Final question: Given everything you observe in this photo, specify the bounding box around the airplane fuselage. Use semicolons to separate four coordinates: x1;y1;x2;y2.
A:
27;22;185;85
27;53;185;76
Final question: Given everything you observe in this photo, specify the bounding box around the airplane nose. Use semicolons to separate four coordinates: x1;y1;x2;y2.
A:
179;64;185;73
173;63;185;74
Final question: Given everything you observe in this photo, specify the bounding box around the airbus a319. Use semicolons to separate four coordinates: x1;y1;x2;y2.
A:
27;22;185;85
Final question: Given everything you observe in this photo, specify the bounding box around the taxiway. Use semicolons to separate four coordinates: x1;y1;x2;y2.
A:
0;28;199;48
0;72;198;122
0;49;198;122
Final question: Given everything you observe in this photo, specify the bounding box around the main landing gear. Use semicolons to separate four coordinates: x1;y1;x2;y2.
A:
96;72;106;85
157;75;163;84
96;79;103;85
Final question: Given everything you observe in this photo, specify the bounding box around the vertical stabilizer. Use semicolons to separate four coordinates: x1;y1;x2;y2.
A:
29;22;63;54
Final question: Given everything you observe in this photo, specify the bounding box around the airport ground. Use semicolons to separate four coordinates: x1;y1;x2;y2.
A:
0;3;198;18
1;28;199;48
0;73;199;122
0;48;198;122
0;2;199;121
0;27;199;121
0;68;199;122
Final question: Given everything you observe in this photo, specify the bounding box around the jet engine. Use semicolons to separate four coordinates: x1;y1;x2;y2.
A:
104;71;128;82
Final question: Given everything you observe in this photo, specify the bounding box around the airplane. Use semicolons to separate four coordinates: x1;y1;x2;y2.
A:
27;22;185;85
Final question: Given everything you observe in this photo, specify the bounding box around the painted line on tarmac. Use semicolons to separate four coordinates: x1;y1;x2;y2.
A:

__Task item__. Write the material above out once more, exactly as it stands.

__Solution below__.
Final question: Given everything you observe in this photo, specify the bounding box around the airplane fuselage. Use semicolons to separate four coordinates: x1;y1;x2;y2.
A:
27;22;185;85
27;53;185;76
Final question: Given everything you observe in this photo, specify the bounding box around the airplane nose. Use semicolons to separate four coordinates: x1;y1;x2;y2.
A:
179;64;185;73
173;63;185;74
Final question: Given everything you observe in this photo, specify the bounding box around the airbus a319. Use semicolons to separate four coordinates: x1;y1;x2;y2.
A:
27;22;185;85
Final question: Given everything you observe in this photo, specify the bounding box around the taxiway. Use semicolons to separate four coordinates: x1;y1;x2;y2.
A:
0;28;199;48
0;72;198;122
0;49;198;122
Final question: Given everything you observe in this photo, specify the bounding box around the main landing gear. Use semicolons to separate four coordinates: x1;y1;x2;y2.
A:
96;72;106;85
157;75;163;84
96;79;103;85
Final question: Given everything you observe in this photo, specify the bounding box around the vertical stabilizer. Use semicolons to separate four coordinates: x1;y1;x2;y2.
A:
29;22;63;54
Final question: Given everything you observe in this photo, specify the bounding box around the airport ground. Use semicolons to separate four coordinates: x1;y1;x2;y2.
A:
0;3;198;18
1;28;199;48
0;73;199;122
0;48;198;122
0;2;199;121
0;27;199;121
0;68;199;122
Final question: Given everything you observe in this photo, specify the bounding box around the jet engine. Use semicolons to separate four coordinates: x1;y1;x2;y2.
A:
104;71;128;82
Final question: Given everything you observe in this photo, specify the bounding box around the airplane. Use semicolons to separate four coordinates: x1;y1;x2;y2.
A:
27;22;185;85
Final question: Given everything you observe in this photo, specify the bounding box around the painted line on tarmac. Use semicolons to separate four coordinates: x1;y1;x2;y2.
A:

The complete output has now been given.